**REQUIRED WORK:**
a. In the article on the San Antonio seminary dormitory, who is the new residence hall named after?
b. Please extend the article on the San Antonio seminary dormitory, picking up after its final sentence.

**PASSAGE TO READ:**
San Antonio, Texas, Aug 22, 2007 (CNA) - The Archdiocese of San Antonio has many things to be thankful for, but on the Feast of the Assumption, August 15, Archbishop Jose Gomez was able to give it one more reason to express gratitude, a new dormitory for the seminary.

Present for the dedication of the new building were Cardinal Francis George of Chicago, bishops, priests, seminarians, and the laity.

Speaking of how Christians are called to believe in the Gospel, love and live entirely for God, and have missionary hearts as Mary did, Archbishop Gomez dedicated the new Archbishop Flores Residence Hall.

Archbishop Gomez told Archbishop Flores who was present that, “we’re honored today to name this hall for you. It is a tribute to your tireless efforts to spread the gospel of love, to proclaim the great things of God here in San Antonio.”

He continued, “And I can’t help but recall today the words of one of your favorite saints, St. Rafael Guízar Valencia.”

“St. Rafael said: ‘A bishop can do without the miter, the crosier, and even without the cathedral. But he cannot do without the seminary, since the future of his diocese depends on it.’ I believe these words very much. They are an inspiration for my ministry.”

Gomez also recalled how “the atheist government of Mexico persecuted St. Rafael. How they violently forced him to shut down his seminary in Xalpa in 1921” and that it was “through their sacrifices and ministry they helped keep the faith alive in a very dark time.”

Archbishop Gomez said that the Church faces a different type of situation in our country now, which is no less dangerous. “[T]he faith is seriously threatened by our society’s growing indifference to spiritual values. Our culture no longer understands the values of the gospel. And that means it can’t understand the supreme gift of the priesthood. It’s sad to say, but in our culture it simply doesn’t make any sense that a bright and talented man would want to leave behind the promise of career and family to dedicate his life to Jesus Christ.”

**DATA EXCERPTS:**
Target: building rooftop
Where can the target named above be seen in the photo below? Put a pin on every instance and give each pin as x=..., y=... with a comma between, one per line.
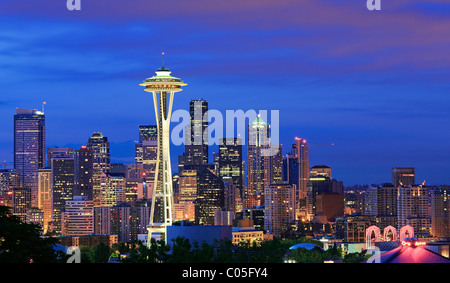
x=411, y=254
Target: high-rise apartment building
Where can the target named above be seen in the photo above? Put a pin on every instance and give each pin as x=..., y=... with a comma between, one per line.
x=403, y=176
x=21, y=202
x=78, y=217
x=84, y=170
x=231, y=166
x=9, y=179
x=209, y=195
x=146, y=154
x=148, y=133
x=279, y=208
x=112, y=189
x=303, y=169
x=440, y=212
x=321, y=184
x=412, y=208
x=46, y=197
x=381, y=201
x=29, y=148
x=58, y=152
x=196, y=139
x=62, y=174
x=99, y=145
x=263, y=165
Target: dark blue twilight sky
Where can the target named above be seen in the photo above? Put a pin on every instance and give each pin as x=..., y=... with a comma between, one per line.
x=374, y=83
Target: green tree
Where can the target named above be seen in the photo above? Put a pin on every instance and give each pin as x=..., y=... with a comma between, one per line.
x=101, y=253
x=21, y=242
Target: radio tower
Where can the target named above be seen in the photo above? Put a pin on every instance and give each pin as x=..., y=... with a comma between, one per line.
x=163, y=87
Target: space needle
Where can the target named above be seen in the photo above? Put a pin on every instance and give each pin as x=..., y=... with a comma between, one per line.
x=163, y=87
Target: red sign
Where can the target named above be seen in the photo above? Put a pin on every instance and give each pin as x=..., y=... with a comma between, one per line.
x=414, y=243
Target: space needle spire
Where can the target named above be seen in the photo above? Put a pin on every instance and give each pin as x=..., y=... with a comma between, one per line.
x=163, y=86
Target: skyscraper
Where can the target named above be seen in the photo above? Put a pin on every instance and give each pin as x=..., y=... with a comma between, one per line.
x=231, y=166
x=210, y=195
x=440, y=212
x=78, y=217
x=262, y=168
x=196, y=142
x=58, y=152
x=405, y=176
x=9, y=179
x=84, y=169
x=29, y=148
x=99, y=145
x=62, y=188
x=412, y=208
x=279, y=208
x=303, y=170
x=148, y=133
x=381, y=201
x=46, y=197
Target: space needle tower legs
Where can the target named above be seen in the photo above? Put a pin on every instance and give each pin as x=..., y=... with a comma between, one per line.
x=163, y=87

--

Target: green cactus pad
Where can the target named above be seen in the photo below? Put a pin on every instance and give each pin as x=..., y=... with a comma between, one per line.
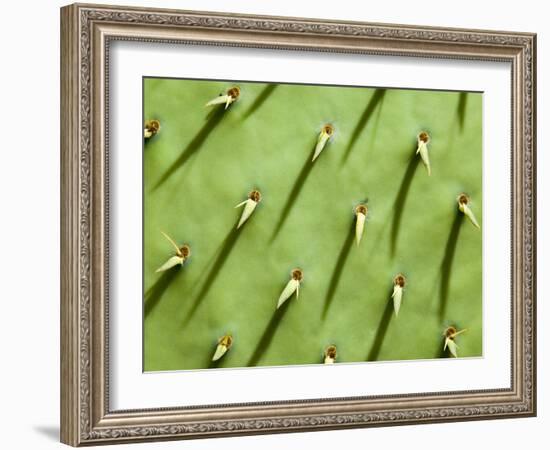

**ANSWER SET:**
a. Archbishop Flores

b.
In the midst of this culture, “Assumption Seminary is a sign of contradiction”. And a great sign of hope. We have 90 seminarians—33 from San Antonio alone,” said the archbishop. He continued, “[m]y brothers, you are a testimony to the working of the Holy Spirit in America in this new century!”

The archbishop drew inspiration from the late Pope John Paul II who said that “the Church in San Antonio has a very special calling that flows from our history as ‘crossroads’ and ‘a meeting of cultures, indigenous and immigrant’ from every part of the world.”

“I’m proud to say that Assumption Seminary is a pioneer in preparing men to meet that special calling—to proclaim God’s mercy and reconciliation in a society that is both bilingual and multicultural. We are forming strong, prayerful, and virtuous men who have an intimate knowledge and friendship with Jesus Christ.”

As he closed his address, Archbishop Gomez offered a special word of thanks to God noting that August 15 is “very special to me because it is the anniversary of my ordination to the priesthood. I thank God Almighty and Our Lady of Guadalupe for the great privilege and joy of my vocation. And I thank you for sharing with me in this special celebration of the Eucharist.”